EXCERPT TO READ:

########################################

When measuring transmittance or reflectance of a sample that diffuses or refracts light, such as frosted glass or lens, an integrating sphere is generally attached to the spectrophotometer. Since the incident light usually travels horizontally in the sample compartment, the sample holder is designed so that the sample can be mounted vertically. However, samples with nonparallel surfaces or irregular shapes, such as teeth or contact lenses, are difficult to mount in this way. For this reason, JASCO has developed an integrating sphere that allows horizontal mounting of samples (Figs. 1 and 2) during measurements (Japan Patent No. 5925725).
In this report, we describe diffuse reflection measurements of a human tooth. The colors at different positions on the tooth were determined using color evaluation software. The results show that this integrating sphere is useful for samples with nonparallel surfaces.
V-750 UV-visible spectrophotometer
PIV-756 Horizontal sampling integrating sphere
Lens unit for reflectance measurements
VWCD-960 Color evaluation – color diagnosis
Fig. 1 Schematic diagram of PIV-756 (side view)
Fig. 2 PIV-756
Measurement range: 380 to 780 nm
Data interval: 1.0 nm
Bandwidth: 5.0 nm
Response: 0.24 sec
Scanning speed: 400 nm/min
Horizontal sampling integrating sphere, irregular shape, tooth, diffuse reflection, color evaluation
Diffuse reflectance spectra of enamel and dentin in a tooth were obtained using the horizontal sampling integrating sphere. The spectra were measured at two different points for each material. A condenser lens and a ø1-mm mask, placed in front of the opening of the integrating sphere, were used to adjust the diameter of the incident light spot on the sample. The lens is movable by hand, which allows the light spot position to be adjusted without moving the tooth.

########################################

DATASET EXCERPTS:
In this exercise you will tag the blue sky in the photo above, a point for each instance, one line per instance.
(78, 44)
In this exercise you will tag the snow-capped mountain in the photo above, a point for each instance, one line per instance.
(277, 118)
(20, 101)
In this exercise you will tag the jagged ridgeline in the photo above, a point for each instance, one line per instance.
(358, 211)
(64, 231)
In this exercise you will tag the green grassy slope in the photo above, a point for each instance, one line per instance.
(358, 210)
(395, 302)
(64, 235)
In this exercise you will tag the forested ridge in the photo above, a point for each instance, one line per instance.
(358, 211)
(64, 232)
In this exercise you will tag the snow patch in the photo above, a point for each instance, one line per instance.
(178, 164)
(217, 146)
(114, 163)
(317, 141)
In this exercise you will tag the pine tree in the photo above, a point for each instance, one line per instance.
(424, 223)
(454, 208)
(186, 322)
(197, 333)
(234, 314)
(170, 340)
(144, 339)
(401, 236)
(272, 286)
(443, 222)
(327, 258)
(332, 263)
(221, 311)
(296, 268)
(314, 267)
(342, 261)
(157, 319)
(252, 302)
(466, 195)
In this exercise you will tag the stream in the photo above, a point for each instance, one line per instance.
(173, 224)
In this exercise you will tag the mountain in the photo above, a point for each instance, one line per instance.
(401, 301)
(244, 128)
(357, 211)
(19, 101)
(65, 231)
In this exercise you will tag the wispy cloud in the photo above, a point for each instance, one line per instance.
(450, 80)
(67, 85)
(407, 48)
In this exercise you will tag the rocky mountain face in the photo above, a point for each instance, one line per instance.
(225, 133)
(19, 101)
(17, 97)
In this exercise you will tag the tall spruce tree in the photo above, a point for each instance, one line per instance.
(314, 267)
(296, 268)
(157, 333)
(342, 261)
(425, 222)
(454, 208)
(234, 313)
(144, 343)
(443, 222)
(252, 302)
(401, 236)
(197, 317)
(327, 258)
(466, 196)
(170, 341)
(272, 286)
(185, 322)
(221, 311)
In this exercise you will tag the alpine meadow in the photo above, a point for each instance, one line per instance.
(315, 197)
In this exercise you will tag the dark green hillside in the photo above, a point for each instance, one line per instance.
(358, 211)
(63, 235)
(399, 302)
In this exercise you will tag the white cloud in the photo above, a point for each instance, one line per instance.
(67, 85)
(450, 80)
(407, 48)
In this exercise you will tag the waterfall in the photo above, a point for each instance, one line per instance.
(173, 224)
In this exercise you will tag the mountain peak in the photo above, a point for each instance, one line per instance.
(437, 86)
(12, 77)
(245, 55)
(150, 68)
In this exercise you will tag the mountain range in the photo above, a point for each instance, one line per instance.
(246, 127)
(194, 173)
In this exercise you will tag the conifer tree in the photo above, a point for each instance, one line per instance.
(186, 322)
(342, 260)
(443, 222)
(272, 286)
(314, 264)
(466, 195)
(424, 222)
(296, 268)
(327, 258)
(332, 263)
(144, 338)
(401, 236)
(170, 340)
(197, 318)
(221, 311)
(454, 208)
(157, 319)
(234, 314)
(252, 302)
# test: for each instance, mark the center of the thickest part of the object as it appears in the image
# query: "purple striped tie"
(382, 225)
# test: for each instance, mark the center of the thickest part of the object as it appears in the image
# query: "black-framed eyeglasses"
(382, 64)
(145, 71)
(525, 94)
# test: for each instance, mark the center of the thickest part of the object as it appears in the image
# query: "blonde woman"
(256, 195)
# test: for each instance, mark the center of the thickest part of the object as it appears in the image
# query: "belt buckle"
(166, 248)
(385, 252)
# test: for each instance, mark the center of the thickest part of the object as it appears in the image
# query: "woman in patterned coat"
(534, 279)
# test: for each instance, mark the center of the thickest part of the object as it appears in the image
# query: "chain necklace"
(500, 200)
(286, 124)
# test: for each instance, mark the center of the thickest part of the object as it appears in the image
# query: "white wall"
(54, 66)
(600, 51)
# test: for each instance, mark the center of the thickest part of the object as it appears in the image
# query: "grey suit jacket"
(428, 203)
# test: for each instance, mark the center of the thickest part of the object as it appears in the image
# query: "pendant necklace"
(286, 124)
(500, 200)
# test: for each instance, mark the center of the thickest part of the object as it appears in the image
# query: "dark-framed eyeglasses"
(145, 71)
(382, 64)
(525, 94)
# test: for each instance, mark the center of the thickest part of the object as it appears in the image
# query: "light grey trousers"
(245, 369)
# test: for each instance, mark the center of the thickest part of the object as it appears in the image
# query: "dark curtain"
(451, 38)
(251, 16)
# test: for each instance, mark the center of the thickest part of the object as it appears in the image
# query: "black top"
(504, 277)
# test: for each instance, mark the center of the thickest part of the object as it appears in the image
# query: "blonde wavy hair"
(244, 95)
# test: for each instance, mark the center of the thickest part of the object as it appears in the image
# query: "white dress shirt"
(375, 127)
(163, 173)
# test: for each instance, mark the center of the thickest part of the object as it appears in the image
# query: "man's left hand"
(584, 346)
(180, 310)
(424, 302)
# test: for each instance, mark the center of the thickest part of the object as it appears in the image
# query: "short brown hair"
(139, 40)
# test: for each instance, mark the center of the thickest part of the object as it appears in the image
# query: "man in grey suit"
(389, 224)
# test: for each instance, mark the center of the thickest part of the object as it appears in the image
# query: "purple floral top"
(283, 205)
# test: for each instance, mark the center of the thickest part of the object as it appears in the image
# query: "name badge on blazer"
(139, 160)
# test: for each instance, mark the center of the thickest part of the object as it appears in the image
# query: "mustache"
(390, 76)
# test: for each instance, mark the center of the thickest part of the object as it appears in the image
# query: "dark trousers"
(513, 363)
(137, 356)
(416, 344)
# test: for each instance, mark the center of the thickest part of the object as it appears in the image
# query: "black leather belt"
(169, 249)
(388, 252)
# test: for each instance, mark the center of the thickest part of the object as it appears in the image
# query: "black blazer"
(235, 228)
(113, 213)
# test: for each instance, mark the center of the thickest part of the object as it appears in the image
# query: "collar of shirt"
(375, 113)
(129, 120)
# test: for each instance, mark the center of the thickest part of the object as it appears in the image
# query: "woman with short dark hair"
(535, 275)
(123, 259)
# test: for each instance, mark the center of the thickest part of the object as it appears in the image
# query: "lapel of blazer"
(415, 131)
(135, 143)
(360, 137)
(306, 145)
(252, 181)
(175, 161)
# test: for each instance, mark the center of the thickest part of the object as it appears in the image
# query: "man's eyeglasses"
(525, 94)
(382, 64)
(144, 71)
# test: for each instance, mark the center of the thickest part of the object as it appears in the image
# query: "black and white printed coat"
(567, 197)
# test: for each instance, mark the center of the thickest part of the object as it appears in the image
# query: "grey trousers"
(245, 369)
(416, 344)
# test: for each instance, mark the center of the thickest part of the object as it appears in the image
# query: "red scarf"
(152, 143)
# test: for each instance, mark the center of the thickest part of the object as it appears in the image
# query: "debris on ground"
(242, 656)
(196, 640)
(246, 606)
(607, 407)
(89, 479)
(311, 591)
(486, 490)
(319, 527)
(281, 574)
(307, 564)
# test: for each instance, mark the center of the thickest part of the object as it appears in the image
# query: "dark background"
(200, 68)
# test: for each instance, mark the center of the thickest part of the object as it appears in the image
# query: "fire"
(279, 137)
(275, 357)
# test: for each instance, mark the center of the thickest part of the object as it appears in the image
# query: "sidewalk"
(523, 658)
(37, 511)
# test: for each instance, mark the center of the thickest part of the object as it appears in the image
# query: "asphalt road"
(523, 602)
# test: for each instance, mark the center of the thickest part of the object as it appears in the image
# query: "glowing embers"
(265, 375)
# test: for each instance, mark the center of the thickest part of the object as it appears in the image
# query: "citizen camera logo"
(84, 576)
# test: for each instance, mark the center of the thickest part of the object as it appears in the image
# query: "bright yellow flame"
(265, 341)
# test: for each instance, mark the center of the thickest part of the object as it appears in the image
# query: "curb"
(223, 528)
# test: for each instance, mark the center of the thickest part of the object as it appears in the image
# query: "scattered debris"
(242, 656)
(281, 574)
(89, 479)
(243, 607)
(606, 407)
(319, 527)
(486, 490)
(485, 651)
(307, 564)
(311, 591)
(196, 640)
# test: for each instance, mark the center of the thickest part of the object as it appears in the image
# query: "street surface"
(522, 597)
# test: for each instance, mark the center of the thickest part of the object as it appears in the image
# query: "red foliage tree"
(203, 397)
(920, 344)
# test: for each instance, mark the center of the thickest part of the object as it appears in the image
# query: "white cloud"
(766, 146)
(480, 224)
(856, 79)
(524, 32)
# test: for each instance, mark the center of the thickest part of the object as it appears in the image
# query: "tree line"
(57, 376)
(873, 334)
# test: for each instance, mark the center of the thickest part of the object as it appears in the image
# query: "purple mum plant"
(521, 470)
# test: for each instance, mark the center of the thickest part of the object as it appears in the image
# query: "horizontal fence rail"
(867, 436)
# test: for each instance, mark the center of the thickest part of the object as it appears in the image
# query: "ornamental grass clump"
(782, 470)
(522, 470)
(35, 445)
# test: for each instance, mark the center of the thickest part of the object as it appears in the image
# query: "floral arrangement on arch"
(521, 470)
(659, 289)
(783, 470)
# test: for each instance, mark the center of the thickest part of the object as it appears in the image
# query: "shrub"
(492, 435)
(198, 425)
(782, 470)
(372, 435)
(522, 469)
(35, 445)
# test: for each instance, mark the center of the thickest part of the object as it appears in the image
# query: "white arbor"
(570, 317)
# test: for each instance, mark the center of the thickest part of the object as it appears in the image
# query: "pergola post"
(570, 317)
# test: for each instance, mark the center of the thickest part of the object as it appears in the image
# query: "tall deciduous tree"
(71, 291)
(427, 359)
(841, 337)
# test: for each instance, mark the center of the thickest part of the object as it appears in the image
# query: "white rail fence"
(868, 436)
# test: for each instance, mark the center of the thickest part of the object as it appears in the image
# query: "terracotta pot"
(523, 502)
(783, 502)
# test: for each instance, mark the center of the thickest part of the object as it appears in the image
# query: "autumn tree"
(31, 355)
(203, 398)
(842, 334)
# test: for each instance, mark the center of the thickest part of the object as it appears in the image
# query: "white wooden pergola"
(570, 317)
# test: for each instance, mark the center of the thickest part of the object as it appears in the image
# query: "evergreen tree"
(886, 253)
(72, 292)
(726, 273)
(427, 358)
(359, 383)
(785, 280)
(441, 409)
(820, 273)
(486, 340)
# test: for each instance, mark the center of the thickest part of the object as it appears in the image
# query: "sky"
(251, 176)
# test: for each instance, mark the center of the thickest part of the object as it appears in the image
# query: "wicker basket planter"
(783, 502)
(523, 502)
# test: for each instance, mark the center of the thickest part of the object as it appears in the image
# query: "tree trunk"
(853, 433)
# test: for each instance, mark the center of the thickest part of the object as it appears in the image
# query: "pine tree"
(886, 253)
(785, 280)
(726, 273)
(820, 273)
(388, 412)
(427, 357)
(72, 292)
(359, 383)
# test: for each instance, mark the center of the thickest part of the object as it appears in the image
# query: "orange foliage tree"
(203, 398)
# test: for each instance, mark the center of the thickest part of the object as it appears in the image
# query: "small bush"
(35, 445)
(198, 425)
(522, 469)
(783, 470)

########################################

PROBLEM SET:
(a) For each statement, answer yes or no according to the report on the horizontal sampling integrating sphere, and quote the words from it that decide the answer. (i) The integrating sphere described allows samples to be mounted horizontally. (ii) The tooth had to be moved to change where the light spot fell on it. (iii) The measurement range was 380 to 780 nm.
(b) In the report on the horizontal sampling integrating sphere, what scanning speed was used?

RESPONSES PER TASK:
(a)
(i) Yes: "JASCO has developed an integrating sphere that allows horizontal mounting of samples"
(ii) No: "The lens is movable by hand, which allows the light spot position to be adjusted without moving the tooth."
(iii) Yes: "Measurement range: 380 to 780 nm"

(b) 400 nm/min